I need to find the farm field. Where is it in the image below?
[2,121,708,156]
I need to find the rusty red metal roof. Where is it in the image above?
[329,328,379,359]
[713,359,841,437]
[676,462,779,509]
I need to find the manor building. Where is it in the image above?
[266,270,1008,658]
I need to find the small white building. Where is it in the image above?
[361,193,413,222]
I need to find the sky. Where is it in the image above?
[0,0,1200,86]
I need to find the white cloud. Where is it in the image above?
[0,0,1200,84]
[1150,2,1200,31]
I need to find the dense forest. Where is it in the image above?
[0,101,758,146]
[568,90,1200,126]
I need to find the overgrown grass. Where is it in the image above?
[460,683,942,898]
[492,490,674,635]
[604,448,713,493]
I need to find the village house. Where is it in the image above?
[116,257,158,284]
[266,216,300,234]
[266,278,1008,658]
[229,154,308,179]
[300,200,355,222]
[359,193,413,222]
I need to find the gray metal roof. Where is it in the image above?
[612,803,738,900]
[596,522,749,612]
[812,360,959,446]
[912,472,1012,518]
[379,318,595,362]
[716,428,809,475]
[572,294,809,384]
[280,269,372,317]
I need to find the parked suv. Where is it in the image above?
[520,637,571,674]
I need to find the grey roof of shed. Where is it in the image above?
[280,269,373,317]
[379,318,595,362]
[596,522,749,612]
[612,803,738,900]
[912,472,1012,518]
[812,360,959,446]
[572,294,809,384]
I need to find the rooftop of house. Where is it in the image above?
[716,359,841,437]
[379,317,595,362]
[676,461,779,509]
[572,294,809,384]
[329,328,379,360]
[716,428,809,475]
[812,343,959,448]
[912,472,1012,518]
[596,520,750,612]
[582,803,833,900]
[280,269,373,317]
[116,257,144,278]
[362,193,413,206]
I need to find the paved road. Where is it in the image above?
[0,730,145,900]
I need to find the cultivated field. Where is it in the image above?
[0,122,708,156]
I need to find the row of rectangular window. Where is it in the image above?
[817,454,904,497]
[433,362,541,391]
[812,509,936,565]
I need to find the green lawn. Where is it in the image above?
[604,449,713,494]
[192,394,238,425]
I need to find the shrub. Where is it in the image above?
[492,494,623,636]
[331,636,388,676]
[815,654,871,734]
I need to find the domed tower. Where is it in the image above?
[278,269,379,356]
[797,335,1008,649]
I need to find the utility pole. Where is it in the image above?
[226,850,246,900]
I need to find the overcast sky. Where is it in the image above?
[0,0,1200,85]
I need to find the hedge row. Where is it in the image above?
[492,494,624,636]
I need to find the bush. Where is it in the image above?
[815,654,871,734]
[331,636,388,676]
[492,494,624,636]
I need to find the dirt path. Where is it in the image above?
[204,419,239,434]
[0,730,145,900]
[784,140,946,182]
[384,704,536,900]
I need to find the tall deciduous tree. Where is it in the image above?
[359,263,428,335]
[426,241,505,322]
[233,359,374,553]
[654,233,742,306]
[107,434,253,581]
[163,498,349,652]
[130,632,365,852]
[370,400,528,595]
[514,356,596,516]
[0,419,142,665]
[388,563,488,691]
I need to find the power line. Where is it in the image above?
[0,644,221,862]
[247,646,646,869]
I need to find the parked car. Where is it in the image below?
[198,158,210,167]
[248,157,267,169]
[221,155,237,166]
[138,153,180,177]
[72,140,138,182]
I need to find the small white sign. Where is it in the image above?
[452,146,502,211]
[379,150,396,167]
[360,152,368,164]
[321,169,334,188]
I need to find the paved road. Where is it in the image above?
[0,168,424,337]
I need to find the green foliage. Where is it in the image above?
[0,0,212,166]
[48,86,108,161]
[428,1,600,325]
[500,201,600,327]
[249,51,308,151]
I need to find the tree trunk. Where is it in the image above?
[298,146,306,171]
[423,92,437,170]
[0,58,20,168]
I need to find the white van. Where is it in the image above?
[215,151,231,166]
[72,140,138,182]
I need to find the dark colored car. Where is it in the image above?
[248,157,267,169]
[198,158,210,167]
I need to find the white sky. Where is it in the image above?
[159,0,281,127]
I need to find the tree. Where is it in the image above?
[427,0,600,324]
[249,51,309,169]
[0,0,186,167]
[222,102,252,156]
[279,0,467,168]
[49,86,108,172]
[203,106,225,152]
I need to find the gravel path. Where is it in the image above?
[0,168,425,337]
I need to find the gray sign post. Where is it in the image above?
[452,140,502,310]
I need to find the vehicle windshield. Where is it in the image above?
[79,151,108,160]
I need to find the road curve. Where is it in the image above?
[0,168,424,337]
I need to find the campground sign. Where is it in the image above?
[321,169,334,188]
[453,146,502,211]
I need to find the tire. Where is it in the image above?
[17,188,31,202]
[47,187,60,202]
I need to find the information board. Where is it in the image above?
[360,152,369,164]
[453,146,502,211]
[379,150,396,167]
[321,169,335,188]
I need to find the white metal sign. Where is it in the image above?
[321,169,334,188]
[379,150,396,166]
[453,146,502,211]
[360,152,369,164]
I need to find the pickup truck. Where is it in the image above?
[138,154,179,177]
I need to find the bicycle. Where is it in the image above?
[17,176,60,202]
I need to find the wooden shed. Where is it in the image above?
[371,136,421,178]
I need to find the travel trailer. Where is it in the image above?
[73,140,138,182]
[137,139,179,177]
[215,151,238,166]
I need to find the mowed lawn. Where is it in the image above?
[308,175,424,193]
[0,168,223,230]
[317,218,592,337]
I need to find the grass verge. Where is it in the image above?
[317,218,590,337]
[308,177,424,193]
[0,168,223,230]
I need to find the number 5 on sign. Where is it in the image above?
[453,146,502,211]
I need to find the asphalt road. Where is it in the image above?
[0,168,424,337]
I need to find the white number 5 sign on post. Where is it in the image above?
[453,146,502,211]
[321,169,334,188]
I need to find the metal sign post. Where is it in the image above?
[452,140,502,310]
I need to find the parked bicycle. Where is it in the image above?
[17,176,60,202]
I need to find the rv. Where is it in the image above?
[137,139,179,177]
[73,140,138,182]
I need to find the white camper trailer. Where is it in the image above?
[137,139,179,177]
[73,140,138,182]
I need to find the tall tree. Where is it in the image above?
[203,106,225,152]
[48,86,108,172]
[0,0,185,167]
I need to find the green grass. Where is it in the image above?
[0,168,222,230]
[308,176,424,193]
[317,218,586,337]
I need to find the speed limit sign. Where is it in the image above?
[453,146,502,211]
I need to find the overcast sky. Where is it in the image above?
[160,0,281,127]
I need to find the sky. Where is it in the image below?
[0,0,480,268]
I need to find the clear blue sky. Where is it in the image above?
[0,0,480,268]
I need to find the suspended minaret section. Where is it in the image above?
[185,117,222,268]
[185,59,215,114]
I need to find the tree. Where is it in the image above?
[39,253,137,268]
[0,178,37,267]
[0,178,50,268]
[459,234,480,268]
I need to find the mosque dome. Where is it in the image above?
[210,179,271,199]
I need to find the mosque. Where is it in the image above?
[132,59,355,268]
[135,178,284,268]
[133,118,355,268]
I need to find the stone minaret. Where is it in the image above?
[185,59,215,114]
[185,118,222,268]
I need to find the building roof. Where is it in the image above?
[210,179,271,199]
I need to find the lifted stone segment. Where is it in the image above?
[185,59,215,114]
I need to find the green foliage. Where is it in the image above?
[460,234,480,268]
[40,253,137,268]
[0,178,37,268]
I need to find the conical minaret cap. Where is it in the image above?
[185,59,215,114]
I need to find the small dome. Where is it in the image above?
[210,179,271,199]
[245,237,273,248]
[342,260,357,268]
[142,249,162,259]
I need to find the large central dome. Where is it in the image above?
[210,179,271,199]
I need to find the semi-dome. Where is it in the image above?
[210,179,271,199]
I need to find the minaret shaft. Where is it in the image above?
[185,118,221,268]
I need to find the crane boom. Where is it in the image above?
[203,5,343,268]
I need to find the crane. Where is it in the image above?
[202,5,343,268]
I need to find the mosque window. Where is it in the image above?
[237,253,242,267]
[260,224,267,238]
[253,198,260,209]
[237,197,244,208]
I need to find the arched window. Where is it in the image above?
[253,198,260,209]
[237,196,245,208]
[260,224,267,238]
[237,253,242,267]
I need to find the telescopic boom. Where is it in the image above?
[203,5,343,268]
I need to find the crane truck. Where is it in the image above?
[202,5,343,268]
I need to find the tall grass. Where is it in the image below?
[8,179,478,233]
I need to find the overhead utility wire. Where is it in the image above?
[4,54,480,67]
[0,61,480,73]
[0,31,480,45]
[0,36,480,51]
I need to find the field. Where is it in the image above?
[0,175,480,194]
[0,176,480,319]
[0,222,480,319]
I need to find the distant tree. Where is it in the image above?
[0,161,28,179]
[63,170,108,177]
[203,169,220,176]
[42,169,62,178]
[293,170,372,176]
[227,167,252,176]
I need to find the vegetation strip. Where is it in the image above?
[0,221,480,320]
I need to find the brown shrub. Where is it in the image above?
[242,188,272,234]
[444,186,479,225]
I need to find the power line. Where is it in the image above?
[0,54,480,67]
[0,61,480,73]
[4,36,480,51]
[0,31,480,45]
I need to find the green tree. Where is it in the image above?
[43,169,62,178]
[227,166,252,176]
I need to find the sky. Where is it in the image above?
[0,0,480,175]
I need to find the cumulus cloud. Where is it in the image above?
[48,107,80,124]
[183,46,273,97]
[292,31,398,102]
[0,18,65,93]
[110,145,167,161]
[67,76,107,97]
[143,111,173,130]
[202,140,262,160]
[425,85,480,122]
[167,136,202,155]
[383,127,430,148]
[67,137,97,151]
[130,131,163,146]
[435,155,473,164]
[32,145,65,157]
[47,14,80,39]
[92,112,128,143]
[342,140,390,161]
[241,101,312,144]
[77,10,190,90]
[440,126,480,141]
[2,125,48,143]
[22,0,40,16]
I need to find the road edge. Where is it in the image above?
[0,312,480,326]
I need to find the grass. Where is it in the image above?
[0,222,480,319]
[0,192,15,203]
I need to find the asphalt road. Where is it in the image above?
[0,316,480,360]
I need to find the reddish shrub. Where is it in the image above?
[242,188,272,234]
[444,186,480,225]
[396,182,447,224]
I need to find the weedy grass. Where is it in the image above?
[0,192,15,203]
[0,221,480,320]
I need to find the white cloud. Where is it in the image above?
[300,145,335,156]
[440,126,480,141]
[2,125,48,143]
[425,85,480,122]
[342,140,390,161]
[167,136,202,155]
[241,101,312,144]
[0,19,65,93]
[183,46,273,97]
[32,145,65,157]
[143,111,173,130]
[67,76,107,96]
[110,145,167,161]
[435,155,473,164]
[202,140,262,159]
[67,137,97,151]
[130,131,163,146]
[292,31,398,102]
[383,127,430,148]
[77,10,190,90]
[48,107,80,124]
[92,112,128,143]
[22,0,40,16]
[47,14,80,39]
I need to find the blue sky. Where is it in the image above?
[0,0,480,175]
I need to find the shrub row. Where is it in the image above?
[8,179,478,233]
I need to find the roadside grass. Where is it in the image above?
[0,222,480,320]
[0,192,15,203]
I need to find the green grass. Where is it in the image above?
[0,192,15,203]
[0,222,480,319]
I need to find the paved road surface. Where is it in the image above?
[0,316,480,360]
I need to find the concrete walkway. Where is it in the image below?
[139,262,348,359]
▬▬▬▬▬▬
> YOUR INSTRUCTIONS:
Copy out the records again, word for word, from the line containing "I need to find the bicycle." through the line containing "[215,151,238,166]", with both of those lines included.

> REPLY TO THE EXERCISE:
I need to find the bicycle. Where is it in the image above?
[17,176,60,202]
I need to find the wooden shed. Where is it in the image above?
[371,136,421,178]
I need to find the travel trailer. Where is it in the image above?
[73,140,138,182]
[137,139,179,177]
[215,151,238,166]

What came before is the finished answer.